▶ _DOCUMENT SECTION_:
Sunday, April 28, 2013
Pastor Joe Wittwer
When God’s Story Intersects Yours
Part 9—The End of the Story
ILL: Paul Wulff, one-time football coach at EWU and WSU told me about playing in his first preseason game for the New York Jets. He went in for his first play ever, as a long snapper on a field goal. Reggie White (a strong believer known as the Minister of Defense) and two other All-Pro’s lined up opposite him. Reggie asked, “Do you believe in Jesus?” Paul didn’t know what to say. Reggie asked again, “Do you believe in Jesus?” More silence. Then just before the snap Reggie said, “Here He comes.”
Today is the end of the story. Do you believe in Jesus? Are you ready? Because here He comes!
Video: Rebecca’s story
Introduction and offering:
Thanks Rebecca for sharing your story with us. I love the variety in our stories. Rebecca was wearing herself out being good! There are lots of ways to be lost and far from God. In the story of the Prodigal Son, the younger son ran away to a distant country and got in deep trouble—he was lost in a distant country, doing bad. The older son stayed home and served his father, but he did it with a resentful heart—he was lost at home, doing good. You can be bad and lost; you can be good and lost too. Rebecca was a good person who discovered that none of us is good enough on our own. We need God. Thanks Rebecca for sharing your story. It inspires me to keep helping people find and follow Jesus!
This is the final talk in this series. We’ve been telling the Story of God and us as it is told in the Bible.
The Big Idea: The Bible is the story of God and us. When God’s story intersects yours, you begin to live a new story.
When you begin to follow Jesus, you start living in God’s Big Story, and God lives in your story. God’s story is that He is redeeming a broken world. He is reconciling us back to Himself. On your outline you’ll see this timeline of the Story of God and us.
The Old Testament The New Testament
Creation/fall Abraham Moses David Jesus Peter Paul Us Re-creation
As you can see, the story comes full circle.
It starts with God creating a good world, and it ends with God recreating a good world.
It starts with humans living in God’s presence and it ends with us living in God’s presence.
It starts with us ruling with God over the earth and it ends with us reigning with Christ.
It starts with paradise and ends with paradise.
The story comes full circle. What was lost is recovered. What was broken is healed.
This last talk is different than all the others. In them, I could tell the stories of past and present. But this talk is the story of the future, and that’s different. There’s a lot we don’t know about the future! We know that God’s Big Story comes full circle, but I don’t pretend to know how it all happens.
ILL: There have always been people who have tried to explain how it is all going to happen: when Jesus will come back, how current events are fulfillment of ancient prophecies—stuff like that. My first bishop, who sent me here, believed that Jesus would return before 1988. He was wrong. Others have predicted that the beast in Revelation was a computer in Denmark, or that the antichrist was King Juan Carlos of Spain or President Obama. They were wrong. In fact, the one thing that all of these prognosticators have in common: they’ve all been wrong.

▶ _DATASET EXTRACT_:
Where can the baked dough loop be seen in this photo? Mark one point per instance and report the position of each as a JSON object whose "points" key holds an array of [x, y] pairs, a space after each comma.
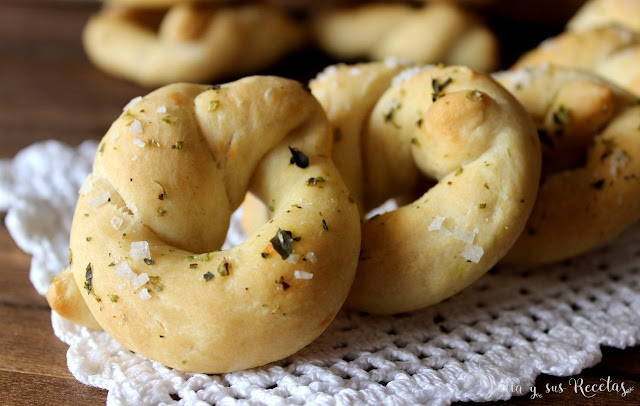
{"points": [[601, 13], [612, 52], [434, 33], [590, 131], [451, 125], [191, 43], [148, 222]]}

▶ _GOAL_: From the sermon, write out word for word the passage starting with "This is the" and going on through "a good world.".

▶ _RESPONSE_:
This is the final talk in this series. We’ve been telling the Story of God and us as it is told in the Bible.
The Big Idea: The Bible is the story of God and us. When God’s story intersects yours, you begin to live a new story.
When you begin to follow Jesus, you start living in God’s Big Story, and God lives in your story. God’s story is that He is redeeming a broken world. He is reconciling us back to Himself. On your outline you’ll see this timeline of the Story of God and us.
The Old Testament The New Testament
Creation/fall Abraham Moses David Jesus Peter Paul Us Re-creation
As you can see, the story comes full circle.
It starts with God creating a good world, and it ends with God recreating a good world.